Entries from a point annotation set
_____
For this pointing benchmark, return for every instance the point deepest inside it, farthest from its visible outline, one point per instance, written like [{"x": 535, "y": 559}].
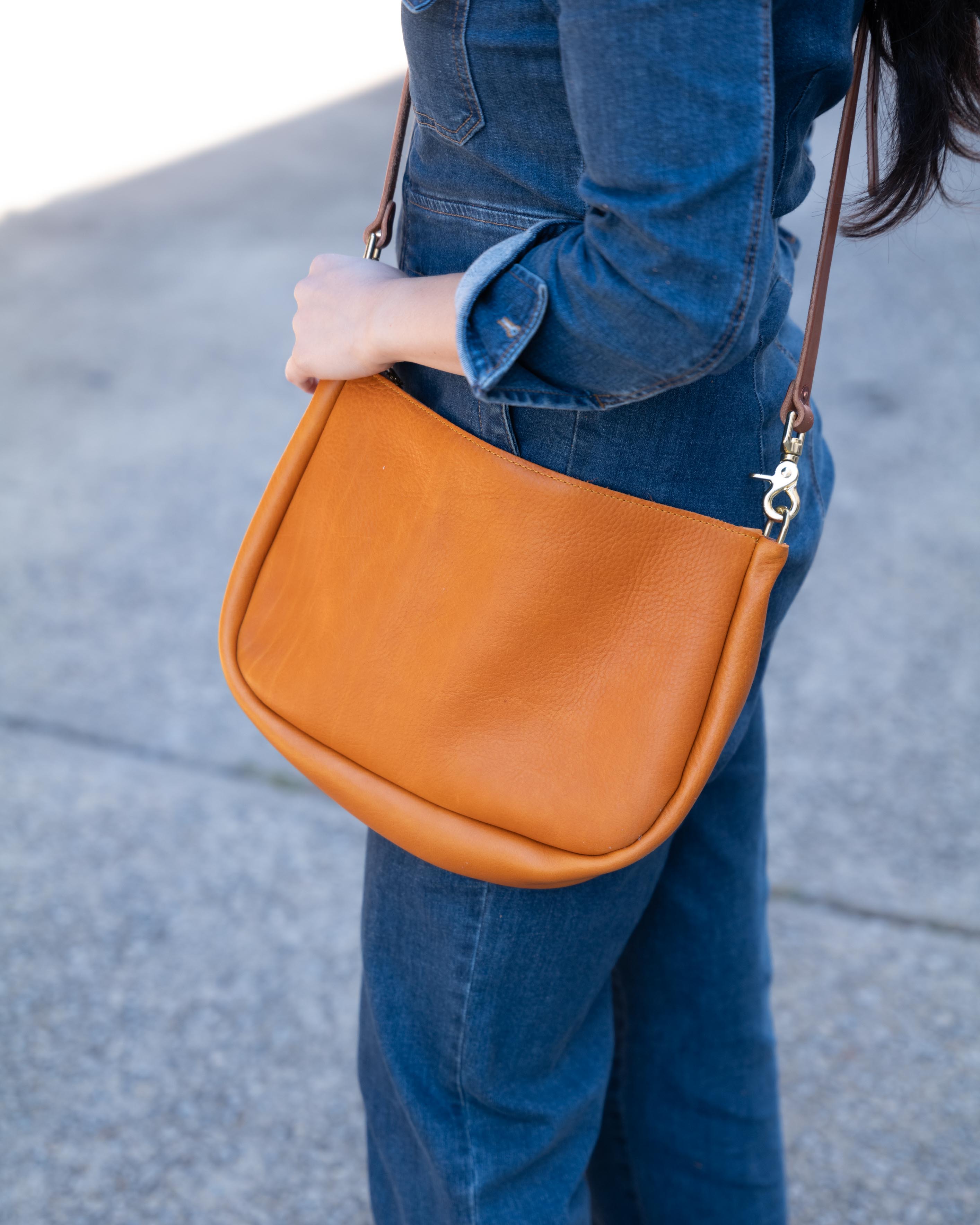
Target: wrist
[{"x": 385, "y": 332}]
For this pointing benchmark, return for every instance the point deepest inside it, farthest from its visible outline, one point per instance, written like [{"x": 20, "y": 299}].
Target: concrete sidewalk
[{"x": 178, "y": 991}]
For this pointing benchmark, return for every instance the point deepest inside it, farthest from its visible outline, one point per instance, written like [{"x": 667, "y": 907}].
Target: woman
[{"x": 593, "y": 277}]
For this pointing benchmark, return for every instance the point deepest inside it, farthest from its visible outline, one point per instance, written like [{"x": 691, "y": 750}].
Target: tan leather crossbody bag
[{"x": 513, "y": 674}]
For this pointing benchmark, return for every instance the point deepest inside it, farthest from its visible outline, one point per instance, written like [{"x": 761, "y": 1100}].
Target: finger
[{"x": 298, "y": 377}]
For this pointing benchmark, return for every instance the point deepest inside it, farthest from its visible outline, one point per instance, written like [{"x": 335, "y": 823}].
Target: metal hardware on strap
[
  {"x": 797, "y": 412},
  {"x": 378, "y": 234},
  {"x": 783, "y": 481}
]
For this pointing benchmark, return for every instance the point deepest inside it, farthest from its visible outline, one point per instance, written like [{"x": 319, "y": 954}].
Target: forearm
[
  {"x": 414, "y": 320},
  {"x": 357, "y": 318}
]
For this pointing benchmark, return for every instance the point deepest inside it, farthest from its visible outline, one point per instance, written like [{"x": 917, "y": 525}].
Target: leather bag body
[
  {"x": 513, "y": 674},
  {"x": 509, "y": 673}
]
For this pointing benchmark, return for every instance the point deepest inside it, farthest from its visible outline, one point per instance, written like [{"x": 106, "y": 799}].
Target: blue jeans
[{"x": 602, "y": 1053}]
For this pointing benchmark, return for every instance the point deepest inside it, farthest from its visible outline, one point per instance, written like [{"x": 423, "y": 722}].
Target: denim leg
[
  {"x": 691, "y": 1125},
  {"x": 490, "y": 1017},
  {"x": 487, "y": 1039}
]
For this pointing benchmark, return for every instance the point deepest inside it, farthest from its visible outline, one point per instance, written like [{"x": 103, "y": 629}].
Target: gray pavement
[{"x": 178, "y": 957}]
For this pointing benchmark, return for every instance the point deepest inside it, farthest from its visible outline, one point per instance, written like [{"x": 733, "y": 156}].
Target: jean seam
[
  {"x": 474, "y": 114},
  {"x": 615, "y": 1086},
  {"x": 571, "y": 449},
  {"x": 510, "y": 218},
  {"x": 461, "y": 1091},
  {"x": 481, "y": 221}
]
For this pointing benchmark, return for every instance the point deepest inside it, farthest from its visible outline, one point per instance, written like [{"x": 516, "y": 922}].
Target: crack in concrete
[
  {"x": 243, "y": 772},
  {"x": 249, "y": 773},
  {"x": 840, "y": 906}
]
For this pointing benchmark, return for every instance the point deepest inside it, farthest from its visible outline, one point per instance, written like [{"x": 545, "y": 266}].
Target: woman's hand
[{"x": 356, "y": 318}]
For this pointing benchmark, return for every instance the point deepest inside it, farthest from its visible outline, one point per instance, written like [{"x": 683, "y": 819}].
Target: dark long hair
[{"x": 933, "y": 51}]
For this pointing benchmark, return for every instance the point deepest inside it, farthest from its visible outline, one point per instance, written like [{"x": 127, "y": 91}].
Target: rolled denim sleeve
[{"x": 666, "y": 279}]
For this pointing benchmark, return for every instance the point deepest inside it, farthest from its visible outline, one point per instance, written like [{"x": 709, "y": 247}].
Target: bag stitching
[{"x": 580, "y": 488}]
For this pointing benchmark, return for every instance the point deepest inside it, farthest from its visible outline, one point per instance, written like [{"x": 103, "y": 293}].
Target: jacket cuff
[{"x": 499, "y": 308}]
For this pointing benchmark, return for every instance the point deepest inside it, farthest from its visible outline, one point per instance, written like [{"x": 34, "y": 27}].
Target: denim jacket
[{"x": 609, "y": 177}]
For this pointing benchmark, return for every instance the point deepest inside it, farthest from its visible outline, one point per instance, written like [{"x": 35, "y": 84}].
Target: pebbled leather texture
[{"x": 510, "y": 673}]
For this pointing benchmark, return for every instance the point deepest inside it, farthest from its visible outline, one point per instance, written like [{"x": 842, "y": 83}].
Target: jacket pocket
[{"x": 441, "y": 86}]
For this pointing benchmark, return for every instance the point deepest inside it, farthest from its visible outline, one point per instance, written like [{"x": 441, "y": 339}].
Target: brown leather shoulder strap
[
  {"x": 800, "y": 389},
  {"x": 378, "y": 236},
  {"x": 379, "y": 233}
]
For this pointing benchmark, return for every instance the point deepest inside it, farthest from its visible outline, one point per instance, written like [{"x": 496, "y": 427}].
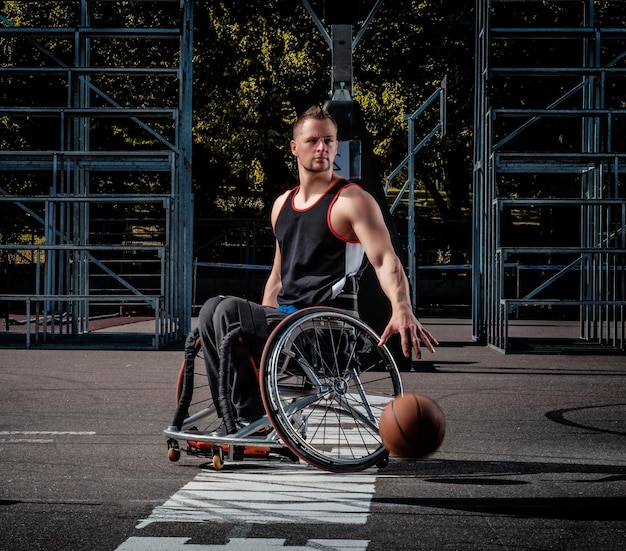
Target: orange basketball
[{"x": 412, "y": 426}]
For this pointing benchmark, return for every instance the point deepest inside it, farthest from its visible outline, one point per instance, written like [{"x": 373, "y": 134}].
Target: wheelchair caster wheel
[
  {"x": 384, "y": 462},
  {"x": 173, "y": 451},
  {"x": 218, "y": 458}
]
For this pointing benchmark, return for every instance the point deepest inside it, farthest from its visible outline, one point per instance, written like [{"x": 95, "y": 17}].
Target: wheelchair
[{"x": 324, "y": 383}]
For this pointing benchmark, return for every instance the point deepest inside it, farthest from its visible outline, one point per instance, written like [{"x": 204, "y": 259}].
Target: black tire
[{"x": 325, "y": 383}]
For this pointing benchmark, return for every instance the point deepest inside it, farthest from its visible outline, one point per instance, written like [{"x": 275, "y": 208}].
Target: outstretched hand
[{"x": 411, "y": 332}]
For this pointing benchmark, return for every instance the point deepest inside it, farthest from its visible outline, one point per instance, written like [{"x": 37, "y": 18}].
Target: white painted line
[
  {"x": 285, "y": 494},
  {"x": 26, "y": 441},
  {"x": 45, "y": 432},
  {"x": 239, "y": 544}
]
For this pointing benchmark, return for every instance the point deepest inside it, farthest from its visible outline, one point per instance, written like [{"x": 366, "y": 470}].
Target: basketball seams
[{"x": 412, "y": 428}]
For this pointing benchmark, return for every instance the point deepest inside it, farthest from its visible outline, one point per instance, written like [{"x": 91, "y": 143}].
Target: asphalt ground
[{"x": 533, "y": 458}]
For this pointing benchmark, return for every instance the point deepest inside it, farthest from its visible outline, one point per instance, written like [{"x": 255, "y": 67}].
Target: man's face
[{"x": 315, "y": 145}]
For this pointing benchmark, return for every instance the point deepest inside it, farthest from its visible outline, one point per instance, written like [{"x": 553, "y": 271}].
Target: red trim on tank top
[
  {"x": 296, "y": 189},
  {"x": 330, "y": 207}
]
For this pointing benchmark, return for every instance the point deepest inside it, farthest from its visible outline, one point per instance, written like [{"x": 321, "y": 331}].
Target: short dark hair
[{"x": 314, "y": 112}]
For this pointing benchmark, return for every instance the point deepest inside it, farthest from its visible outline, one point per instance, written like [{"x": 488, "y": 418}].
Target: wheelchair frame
[{"x": 324, "y": 383}]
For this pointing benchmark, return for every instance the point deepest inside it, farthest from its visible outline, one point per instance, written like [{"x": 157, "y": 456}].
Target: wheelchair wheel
[{"x": 325, "y": 383}]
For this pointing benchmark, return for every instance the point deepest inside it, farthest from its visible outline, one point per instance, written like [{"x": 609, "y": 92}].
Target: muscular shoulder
[
  {"x": 278, "y": 205},
  {"x": 354, "y": 207}
]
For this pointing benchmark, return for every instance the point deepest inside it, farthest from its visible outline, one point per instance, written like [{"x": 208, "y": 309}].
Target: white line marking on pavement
[
  {"x": 287, "y": 494},
  {"x": 26, "y": 441},
  {"x": 45, "y": 432},
  {"x": 238, "y": 544}
]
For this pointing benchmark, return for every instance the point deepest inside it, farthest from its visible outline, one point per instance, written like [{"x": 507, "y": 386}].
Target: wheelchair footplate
[{"x": 247, "y": 443}]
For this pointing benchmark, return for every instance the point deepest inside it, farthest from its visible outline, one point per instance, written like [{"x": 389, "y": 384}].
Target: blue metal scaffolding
[
  {"x": 109, "y": 223},
  {"x": 561, "y": 157}
]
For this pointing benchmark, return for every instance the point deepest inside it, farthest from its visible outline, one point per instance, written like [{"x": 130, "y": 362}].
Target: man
[{"x": 323, "y": 228}]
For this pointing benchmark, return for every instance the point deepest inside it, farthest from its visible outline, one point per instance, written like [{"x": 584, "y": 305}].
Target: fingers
[{"x": 410, "y": 337}]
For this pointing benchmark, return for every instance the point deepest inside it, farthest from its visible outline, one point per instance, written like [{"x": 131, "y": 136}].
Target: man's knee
[{"x": 205, "y": 317}]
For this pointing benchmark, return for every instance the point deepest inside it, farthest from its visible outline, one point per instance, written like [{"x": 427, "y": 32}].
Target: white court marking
[
  {"x": 45, "y": 433},
  {"x": 23, "y": 434},
  {"x": 239, "y": 544},
  {"x": 285, "y": 494}
]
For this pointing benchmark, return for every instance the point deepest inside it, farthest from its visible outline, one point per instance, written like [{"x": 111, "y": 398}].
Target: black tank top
[{"x": 315, "y": 261}]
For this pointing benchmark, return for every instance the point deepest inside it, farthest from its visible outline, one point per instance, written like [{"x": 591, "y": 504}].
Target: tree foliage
[{"x": 256, "y": 66}]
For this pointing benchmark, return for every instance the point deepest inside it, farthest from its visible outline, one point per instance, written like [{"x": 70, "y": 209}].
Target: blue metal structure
[
  {"x": 557, "y": 162},
  {"x": 89, "y": 244}
]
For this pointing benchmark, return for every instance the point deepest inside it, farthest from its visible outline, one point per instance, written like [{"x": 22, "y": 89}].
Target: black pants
[{"x": 218, "y": 317}]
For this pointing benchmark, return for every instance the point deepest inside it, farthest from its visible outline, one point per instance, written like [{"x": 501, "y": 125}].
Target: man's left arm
[{"x": 369, "y": 227}]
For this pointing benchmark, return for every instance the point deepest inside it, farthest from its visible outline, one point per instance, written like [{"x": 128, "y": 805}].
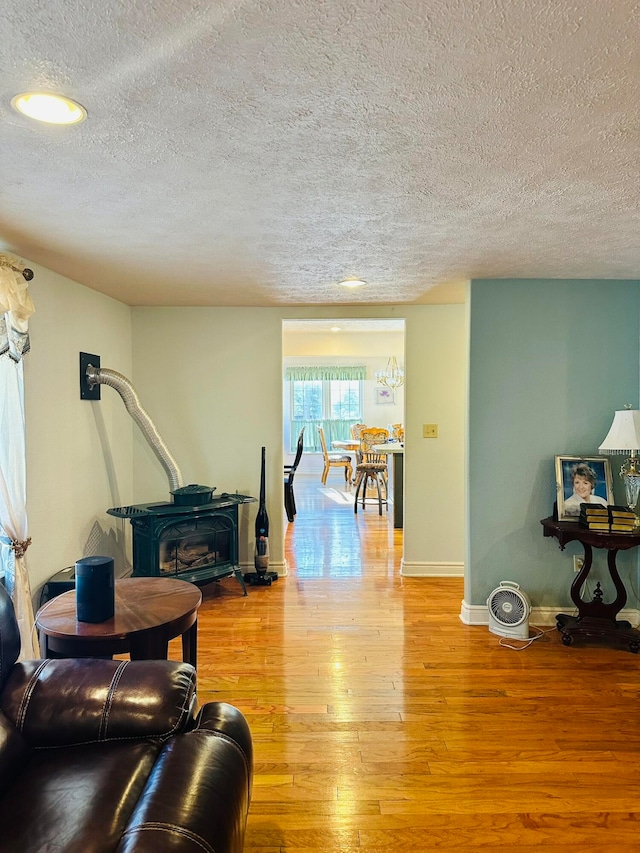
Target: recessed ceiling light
[
  {"x": 54, "y": 109},
  {"x": 352, "y": 282}
]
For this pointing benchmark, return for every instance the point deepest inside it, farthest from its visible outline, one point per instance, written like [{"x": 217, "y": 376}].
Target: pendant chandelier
[{"x": 392, "y": 376}]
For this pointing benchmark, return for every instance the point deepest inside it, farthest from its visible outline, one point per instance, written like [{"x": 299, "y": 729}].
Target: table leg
[
  {"x": 149, "y": 645},
  {"x": 190, "y": 645}
]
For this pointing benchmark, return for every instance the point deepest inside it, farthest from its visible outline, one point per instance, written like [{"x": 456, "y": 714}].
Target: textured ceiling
[{"x": 254, "y": 153}]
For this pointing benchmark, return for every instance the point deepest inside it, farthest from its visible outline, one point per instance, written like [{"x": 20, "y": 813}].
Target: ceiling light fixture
[
  {"x": 53, "y": 109},
  {"x": 352, "y": 282},
  {"x": 392, "y": 377}
]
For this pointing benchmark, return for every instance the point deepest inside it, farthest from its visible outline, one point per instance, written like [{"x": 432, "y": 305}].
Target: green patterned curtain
[{"x": 358, "y": 371}]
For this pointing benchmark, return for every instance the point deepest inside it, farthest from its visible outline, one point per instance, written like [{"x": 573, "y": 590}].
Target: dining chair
[
  {"x": 356, "y": 429},
  {"x": 372, "y": 468},
  {"x": 289, "y": 474},
  {"x": 334, "y": 460}
]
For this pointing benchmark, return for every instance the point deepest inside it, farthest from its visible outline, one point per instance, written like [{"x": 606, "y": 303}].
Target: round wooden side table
[{"x": 148, "y": 613}]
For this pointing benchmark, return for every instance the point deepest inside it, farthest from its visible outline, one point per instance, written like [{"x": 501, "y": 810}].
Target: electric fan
[{"x": 509, "y": 609}]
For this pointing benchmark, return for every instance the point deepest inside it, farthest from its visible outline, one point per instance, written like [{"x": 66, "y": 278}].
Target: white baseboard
[
  {"x": 478, "y": 614},
  {"x": 431, "y": 570}
]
_____
| GOAL |
Select every line in the records above that contains the string "basketball", and copy each one out.

| ANSWER TO THE EXERCISE |
Target: orange basketball
Target: basketball seams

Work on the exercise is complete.